*** RECORDED INFORMATION ***

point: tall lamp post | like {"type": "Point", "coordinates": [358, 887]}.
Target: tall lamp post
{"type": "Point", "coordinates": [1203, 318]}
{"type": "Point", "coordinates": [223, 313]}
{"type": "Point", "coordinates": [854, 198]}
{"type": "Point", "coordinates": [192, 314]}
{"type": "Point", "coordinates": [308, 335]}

*** End of RECORDED INFORMATION ***

Go through the data above and repeat all of it exactly.

point: tall lamp post | like {"type": "Point", "coordinates": [358, 887]}.
Target: tall lamp post
{"type": "Point", "coordinates": [1203, 318]}
{"type": "Point", "coordinates": [223, 313]}
{"type": "Point", "coordinates": [854, 198]}
{"type": "Point", "coordinates": [192, 314]}
{"type": "Point", "coordinates": [308, 335]}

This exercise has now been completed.